→ Job: Pull out every line of the items below that contains the string "athlete" and copy each of those lines in full. Matching is case-sensitive.

— start Provided material —

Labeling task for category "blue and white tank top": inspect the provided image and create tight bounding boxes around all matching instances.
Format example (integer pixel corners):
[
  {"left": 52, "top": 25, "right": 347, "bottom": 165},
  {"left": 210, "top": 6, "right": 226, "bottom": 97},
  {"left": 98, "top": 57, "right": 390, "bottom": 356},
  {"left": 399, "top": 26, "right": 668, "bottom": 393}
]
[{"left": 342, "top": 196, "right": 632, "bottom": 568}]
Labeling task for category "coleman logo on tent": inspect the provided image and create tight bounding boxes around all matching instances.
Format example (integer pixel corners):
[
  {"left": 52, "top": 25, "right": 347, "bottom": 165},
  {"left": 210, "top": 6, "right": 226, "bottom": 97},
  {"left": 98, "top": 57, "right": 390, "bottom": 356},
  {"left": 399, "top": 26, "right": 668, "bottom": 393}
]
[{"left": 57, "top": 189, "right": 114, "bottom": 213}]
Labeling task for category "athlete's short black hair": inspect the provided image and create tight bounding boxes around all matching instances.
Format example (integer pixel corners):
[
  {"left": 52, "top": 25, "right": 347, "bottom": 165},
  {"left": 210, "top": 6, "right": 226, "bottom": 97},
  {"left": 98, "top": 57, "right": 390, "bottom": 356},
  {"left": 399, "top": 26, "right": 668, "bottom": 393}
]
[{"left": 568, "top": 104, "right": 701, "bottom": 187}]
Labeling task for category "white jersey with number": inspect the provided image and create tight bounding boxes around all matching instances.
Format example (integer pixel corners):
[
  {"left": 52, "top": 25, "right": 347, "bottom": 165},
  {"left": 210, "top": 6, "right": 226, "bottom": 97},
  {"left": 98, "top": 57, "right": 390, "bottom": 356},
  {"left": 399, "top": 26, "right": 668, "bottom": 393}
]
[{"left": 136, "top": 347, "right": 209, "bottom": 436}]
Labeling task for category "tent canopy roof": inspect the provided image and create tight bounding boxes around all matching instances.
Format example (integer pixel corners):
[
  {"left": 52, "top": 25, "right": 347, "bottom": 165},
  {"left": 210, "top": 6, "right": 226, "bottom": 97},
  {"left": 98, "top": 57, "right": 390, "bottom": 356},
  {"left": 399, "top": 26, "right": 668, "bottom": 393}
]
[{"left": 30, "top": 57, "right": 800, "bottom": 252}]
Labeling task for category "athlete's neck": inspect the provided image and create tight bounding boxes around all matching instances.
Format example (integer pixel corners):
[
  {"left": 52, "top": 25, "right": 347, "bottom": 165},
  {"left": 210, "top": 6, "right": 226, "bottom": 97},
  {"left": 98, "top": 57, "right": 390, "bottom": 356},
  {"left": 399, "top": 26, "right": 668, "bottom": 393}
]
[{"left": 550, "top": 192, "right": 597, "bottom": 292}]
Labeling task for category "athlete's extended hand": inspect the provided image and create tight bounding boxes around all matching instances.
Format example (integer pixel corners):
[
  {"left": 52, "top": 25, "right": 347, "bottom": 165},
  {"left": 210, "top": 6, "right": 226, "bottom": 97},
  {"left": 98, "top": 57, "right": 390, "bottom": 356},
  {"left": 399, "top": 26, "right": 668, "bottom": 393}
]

— end Provided material —

→ The result:
Labeling task for category "athlete's short black hair": inspect the provided image and create tight bounding boxes around all matching instances.
Labeling task for category "athlete's neck": inspect the provided image and create tight bounding boxes around all matching instances.
Labeling task for category "athlete's extended hand": inspect the provided image and create tight bounding boxes around all matching instances.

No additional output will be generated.